The problem is that when you delve deeper, past the over-simplified memes, you’re forced to make a choice: Do you care more about coffee quality, or about people? Let’s set aside the barista/retail/consumer end of the chain for a moment, and focus on the producer-side. We claim to be supporting coffee producers, but it appears that what we really mean is that we support producers of the coffees that we really like the taste of. We go to events in the US to meet coffee producers and feel good about the experience, but what really happened is that we just met some of the most rich and prosperous coffee producers in the world.

The most celebrated coffee “farmers” and farms in specialty coffee are also among the most successful, with many if not most of those people being the sons (and in a very few cases daughters) of prosperous families. Upward-mobility is but a flying unicorn in these countries. A wonderful idea, but not reality.

I don’t mean to disparage or insult any of those successful coffee producers. Their coffees are indeed worthy of acclaim, and the heredity of those people shouldn’t take away from that. But if our affinity for those producers and those coffees defines our scope to only the tip-top best-of-the-best of what coffee has to offer, we are building a temple for worshipping the rich in a self-perpetuating cycle of aggrandizement and affluence.

What’s more deserving of celebration: Producers of 88-point coffees improving to 92’s, or those with 81’s improving to 85 scores? In real-world terms, that’s like comparing those making $500,000 per year bumping up to $750,000, versus someone making $20,000 now getting $30,000. Improvements are improvements, but in the US, the $500-750K bump helps 0.5% of the population, whereas the latter group represents about 20-40% of the population (depending on the data source and the way you look at it). There are no good figures in the case of coffee quality as a percentage of total production, but suffice it to say, it’s a much more severe disparity.

And what of the below-80 scoring coffees, those deemed below-specialty grade? As we glorify the top-tier quality producers and commemorate them by putting their photos on our company websites and Instagram feeds, do we believe that those who produce lesser coffees are somehow lesser human beings? When we cup these coffees and laugh and mockingly push them away and shut them out of our minds because to us, they’re not worth even thinking about, can we really claim to be working to help coffee producers?

Supplied material —
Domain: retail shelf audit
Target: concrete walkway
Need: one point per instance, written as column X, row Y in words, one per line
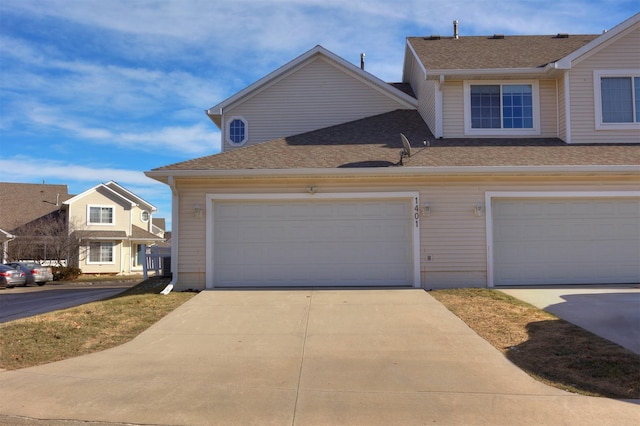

Exercise set —
A) Could you write out the passage on specialty coffee producers between "What’s more deserving" and "more severe disparity.", inclusive?
B) Answer these questions from the passage on specialty coffee producers:
(i) What percentage of the US population does the $500,000-to-$750,000 bump help?
(ii) Below what score are coffees considered below-specialty grade?
(iii) Where does the passage say we go to meet coffee producers?
C) Can you continue the passage on specialty coffee producers from where it stops?

Answers for the exercise —
A)
What’s more deserving of celebration: Producers of 88-point coffees improving to 92’s, or those with 81’s improving to 85 scores? In real-world terms, that’s like comparing those making $500,000 per year bumping up to $750,000, versus someone making $20,000 now getting $30,000. Improvements are improvements, but in the US, the $500-750K bump helps 0.5% of the population, whereas the latter group represents about 20-40% of the population (depending on the data source and the way you look at it). There are no good figures in the case of coffee quality as a percentage of total production, but suffice it to say, it’s a much more severe disparity.

B)
(i) 0.5%
(ii) 80
(iii) Events in the US

C)
The specialty coffee industry has, at least within our boutique segment, done a shitty job of actually helping coffee producers. If we used specialty-coffee logic to help women in Nepal better their lives, many of us would choose to gather together the most beautiful of them and hold a bikini contest for cash prizes. Then we’d walk away, patting each other on the back, feeling warm and fuzzy inside for “helping” those poor, impoverished people. Harsh? Maybe, but you get the point.

I think we definitely have a problem, and I think it would be worth splitting out what we’re actually trying to do as a specialty industry.  Firstly many of us are trying to run successful business that compete on the quality of the product they produce.  You might argue that the quality of coffee is rarely the actual reason for a (wholesale or retail) customer’s decision, and I may well agree with you.  Nonetheless – when making decisions many companies are basing that decision against its impact on the cup.

An interest in origin and traceability is not just about social responsibility, nor is the speciality coffee industry’s investment and focus there.  It is about supply chain management.  I know that sounds like an awful term; cold, corporate and dispassionate.  The difference between speciality and a multinational is that the interest in quality inevitably ties into interest in sustainability, and in relationships.  Quality takes time, and a relationship gives the investor a better chance of a return further down the line.

This is not charitable work, and that’s ok.  Charities do charitable work, and they do it better (I hope!) than coffee companies.

The challenge of a slow return is what encourages coffee buying that Nick describes as a bikini contest.  If you’ve got the cash, then you can have something better right now.  It is appealing, and I don’t think they’ve done more harm than good.  Competitions like Cup of Excellence have acted like a dating service, doing introductions and hopefully from there relationships can blossom.

But it’s too easy to criticize. What of solutions? What should we be doing then? I don’t have all of the answers, but here’s what I have to offer right now:

As with most things like this, it starts with awareness. Consider the majority of coffee farmers and their families that we dismiss as below our standards, and remember that they are real people deserving of our consideration… perhaps even more deserving than their more well-to-do countrymen. This would hopefully inform the way we talk about our industry and our coffees, and maybe we’ll be a little less dismissive when describing how we differentiate ourselves out there.

I think we should certainly avoid promoting ourselves by pushing others’ faces down into the mud.  While comparison is an excellent way to display quality, and explain value, it wouldn’t hurt to follow “Wil Wheaton’s Law”.

“Awareness” also includes the current and future efforts of those within our industry family who are working with a focus on the poor farmers, like Fair Trade USA. Throwing Fair Trade under the bus as “not doing enough” ignores the great work that the program does accomplish, albeit more often with coffees that you might not choose to serve at your shop or sell from your roastery. They are doing great, great work. Just because their work isn’t perfect enough for you doesn’t mean dissing them makes you look cool.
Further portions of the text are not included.